**EXERCISE GOAL:**
Should any entry look odd, write it out exactly anyway, along with all the rest.

________________________

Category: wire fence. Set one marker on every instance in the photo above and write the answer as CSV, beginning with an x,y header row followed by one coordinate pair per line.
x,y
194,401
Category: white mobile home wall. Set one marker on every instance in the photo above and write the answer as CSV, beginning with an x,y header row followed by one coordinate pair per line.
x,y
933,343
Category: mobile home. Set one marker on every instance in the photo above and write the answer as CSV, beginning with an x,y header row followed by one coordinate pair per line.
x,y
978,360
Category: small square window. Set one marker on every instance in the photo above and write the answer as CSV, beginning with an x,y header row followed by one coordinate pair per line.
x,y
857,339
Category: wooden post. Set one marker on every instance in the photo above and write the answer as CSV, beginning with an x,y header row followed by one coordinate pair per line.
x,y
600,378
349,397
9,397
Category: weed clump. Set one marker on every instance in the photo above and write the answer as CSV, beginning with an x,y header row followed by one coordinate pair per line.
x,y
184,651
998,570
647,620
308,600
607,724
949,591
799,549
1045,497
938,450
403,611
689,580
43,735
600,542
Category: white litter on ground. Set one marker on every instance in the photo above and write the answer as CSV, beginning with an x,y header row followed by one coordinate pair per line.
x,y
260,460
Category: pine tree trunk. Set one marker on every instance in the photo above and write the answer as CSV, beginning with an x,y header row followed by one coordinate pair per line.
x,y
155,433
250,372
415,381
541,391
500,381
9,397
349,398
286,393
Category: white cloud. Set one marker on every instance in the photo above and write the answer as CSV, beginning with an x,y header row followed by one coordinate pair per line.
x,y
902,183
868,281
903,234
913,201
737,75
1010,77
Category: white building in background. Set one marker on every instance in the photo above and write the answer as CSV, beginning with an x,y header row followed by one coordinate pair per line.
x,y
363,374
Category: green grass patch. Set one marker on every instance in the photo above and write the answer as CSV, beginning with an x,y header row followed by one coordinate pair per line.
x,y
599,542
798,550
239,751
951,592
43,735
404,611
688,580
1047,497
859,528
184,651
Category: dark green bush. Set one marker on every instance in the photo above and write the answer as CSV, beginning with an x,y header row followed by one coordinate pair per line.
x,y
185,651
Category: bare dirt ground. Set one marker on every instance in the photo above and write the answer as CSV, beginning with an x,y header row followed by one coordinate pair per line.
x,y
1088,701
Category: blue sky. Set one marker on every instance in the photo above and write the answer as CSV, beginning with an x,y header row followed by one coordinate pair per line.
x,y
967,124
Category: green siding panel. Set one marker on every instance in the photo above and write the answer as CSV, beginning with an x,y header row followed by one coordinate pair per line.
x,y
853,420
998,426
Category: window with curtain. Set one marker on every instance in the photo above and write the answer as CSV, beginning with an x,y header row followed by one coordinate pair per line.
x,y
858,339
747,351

________________________

**REPLY TO THE TASK:**
Category: wire fence. Set one marker on every instance in the photo above and write the answer as CSV, beginning with an x,y header row followed by one coordinate pair per line.
x,y
194,401
Category: white mobile home wall. Set one marker on every instance in the photo above and write the answer as CSV, beginning with an x,y header row followed by one coordinate pair per line.
x,y
933,343
Category: mobile home. Set one marker on every instance in the photo above and write the answer as CSV, beginning with an x,y header row followed by one coordinate pair per line.
x,y
978,360
Category: small square window. Set one marker on every instance in the photo above and write the answer as CSV, beginning with an x,y header row followed by one coordinate pair per line.
x,y
857,339
Category: wooden post. Set one marker on every instance in the photo above and write the answer as CSV, beginning with an x,y header row followed by one coordinate pair per line.
x,y
600,378
349,397
9,397
Category: weed clump. Set one marker on every instance in the photo above and write the answer as CSV, beginning with an x,y header row followed by one coordinate pair per line.
x,y
184,651
998,570
647,620
308,600
607,724
949,591
799,549
1045,497
938,450
403,611
689,580
43,735
600,542
Category: white litter on ground. Set one marker on every instance in the photo above and write the answer as CSV, beginning with an x,y header row followed by one coordinate pair per line.
x,y
260,460
Category: pine tree trunk. Set one marker on every instance in the photo above and write the answer as CSV, beginning with an x,y header row followed by one coordinate pair per line.
x,y
155,433
250,372
415,381
541,391
500,381
9,397
349,398
286,393
Category: white cloud. Set one marker on every instance in the photo above and write the answer as CSV, beginning with an x,y header row followed by one coordinate pair per line.
x,y
902,183
868,281
903,234
913,201
737,75
1010,77
Category: white building in background. Set one marker on every instance in the photo above and write the answer as CSV, beginning with an x,y header row followed by one coordinate pair per line.
x,y
363,374
Category: green grass patch. Set one marker on every instance in the photo above and write the answer as CSV, beginning with an x,y header row followed by one coordinate pair per line.
x,y
599,542
798,550
239,751
951,592
43,735
404,611
688,580
1047,497
859,528
184,651
Category: dark green bush. Set one marker on every instance in the photo above and write the answer as CSV, beginning with an x,y header row followed by one coordinate pair per line.
x,y
185,651
Category: bare dirt ground. Set one marker on every instance in the photo above and write the answer as CSV, beginning with an x,y header row followed by one coordinate pair per line.
x,y
1088,701
Category: blue sky. Set one marker on every instance in the photo above and write the answer as CSV, beginning with an x,y header row followed by one coordinate pair per line.
x,y
967,124
Category: green siding panel. Set one marker on every instance in the photo above and write the answer as CSV, beginning with an x,y header row followed by one coordinate pair per line.
x,y
853,420
998,426
Category: window with curtain. Set one marker on every instance in the photo above and write the answer as CSV, beginning with an x,y header row followed by one coordinate pair per line.
x,y
858,339
747,351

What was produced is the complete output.